##### Source document #####

Global Shocks, Local Solutions: Nepal’s Energy Security Choices

Energy security is often discussed as a quick choice where one option is selected and the discussion moves on. Storage hydropower, pumped storage and solar with battery storage are often presented as competing answers, but Nepal’s power system is not that simple. Different problems appear at different times of the day and in different seasons, so no single option can solve everything. The key issue is sequencing, which means deciding what can be implemented quickly to reduce pressure now and what projects must be started early because they take years to deliver.

A recent LinkedIn poll on Nepal’s energy priorities offered a useful signal. Storage hydropower received the highest support at 52 percent, followed by pumped storage hydropower at 25 percent, while solar with battery energy storage systems received 23 percent. The poll reflects public thinking, but the practical task is to match solutions to specific system needs and realistic timelines.

##### Recorded information #####

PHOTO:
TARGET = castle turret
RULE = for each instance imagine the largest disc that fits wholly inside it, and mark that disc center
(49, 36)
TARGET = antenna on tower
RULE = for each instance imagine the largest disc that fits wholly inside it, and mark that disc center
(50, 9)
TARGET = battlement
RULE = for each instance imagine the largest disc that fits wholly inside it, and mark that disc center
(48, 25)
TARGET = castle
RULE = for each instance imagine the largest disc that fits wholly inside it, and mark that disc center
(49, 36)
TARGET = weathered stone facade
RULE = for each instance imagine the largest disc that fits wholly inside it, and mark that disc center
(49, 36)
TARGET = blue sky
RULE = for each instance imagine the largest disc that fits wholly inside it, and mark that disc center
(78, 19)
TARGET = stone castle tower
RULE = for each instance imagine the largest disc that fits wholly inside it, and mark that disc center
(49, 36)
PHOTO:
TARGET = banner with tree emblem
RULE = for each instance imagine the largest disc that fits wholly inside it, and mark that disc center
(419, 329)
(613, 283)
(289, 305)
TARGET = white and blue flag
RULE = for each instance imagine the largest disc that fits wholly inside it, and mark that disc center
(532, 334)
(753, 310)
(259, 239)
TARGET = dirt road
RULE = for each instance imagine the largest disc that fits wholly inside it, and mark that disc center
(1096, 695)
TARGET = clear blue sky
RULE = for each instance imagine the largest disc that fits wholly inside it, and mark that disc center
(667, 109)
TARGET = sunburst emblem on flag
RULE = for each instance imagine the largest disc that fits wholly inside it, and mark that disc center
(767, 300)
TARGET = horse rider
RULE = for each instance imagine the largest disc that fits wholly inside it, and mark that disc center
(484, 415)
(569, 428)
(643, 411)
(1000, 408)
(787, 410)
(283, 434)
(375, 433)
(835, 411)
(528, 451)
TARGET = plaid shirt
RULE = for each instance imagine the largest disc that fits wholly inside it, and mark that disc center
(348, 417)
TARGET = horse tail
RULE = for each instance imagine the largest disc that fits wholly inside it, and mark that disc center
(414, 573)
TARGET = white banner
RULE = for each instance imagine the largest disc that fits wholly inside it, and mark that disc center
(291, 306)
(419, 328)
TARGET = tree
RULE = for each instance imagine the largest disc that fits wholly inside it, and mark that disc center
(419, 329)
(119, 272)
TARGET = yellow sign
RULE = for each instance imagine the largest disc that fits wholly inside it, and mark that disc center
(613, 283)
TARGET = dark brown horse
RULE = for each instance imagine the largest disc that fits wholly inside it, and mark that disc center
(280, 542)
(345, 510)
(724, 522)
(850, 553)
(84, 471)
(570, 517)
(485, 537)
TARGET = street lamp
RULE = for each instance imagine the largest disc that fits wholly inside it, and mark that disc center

#####

## Required work
[1] Transcribe the passage of the Nepal energy security article from "A recent LinkedIn" to "and realistic timelines.".
[2] In the Nepal energy security article, what share of support did pumped storage hydropower receive in the LinkedIn poll?
[3] Could you carry the Nepal energy security article forward from its final sentence?
You can set the records aside; they play no part here.

## Responses per task
[1]
A recent LinkedIn poll on Nepal’s energy priorities offered a useful signal. Storage hydropower received the highest support at 52 percent, followed by pumped storage hydropower at 25 percent, while solar with battery energy storage systems received 23 percent. The poll reflects public thinking, but the practical task is to match solutions to specific system needs and realistic timelines.

[2] 25 percent

[3]
Two Different System Problems Are Being Combined in One Debate

Nepal’s energy security debate often mixes two separate problems, even though they occur on different time scales and require different responses. The first is the dry season problem. Run of river plants produce much less when river flow is low and imports become more important for several months. This affects national planning, increases costs and raises exposure to external supply and price shocks. 

The second is the evening peak problem. Demand rises sharply within a short time window, and the system needs resources that can respond quickly and reliably. This is the period when many consumers feel shortages or operational stress most clearly and it is also when system operators need flexibility, not only total energy.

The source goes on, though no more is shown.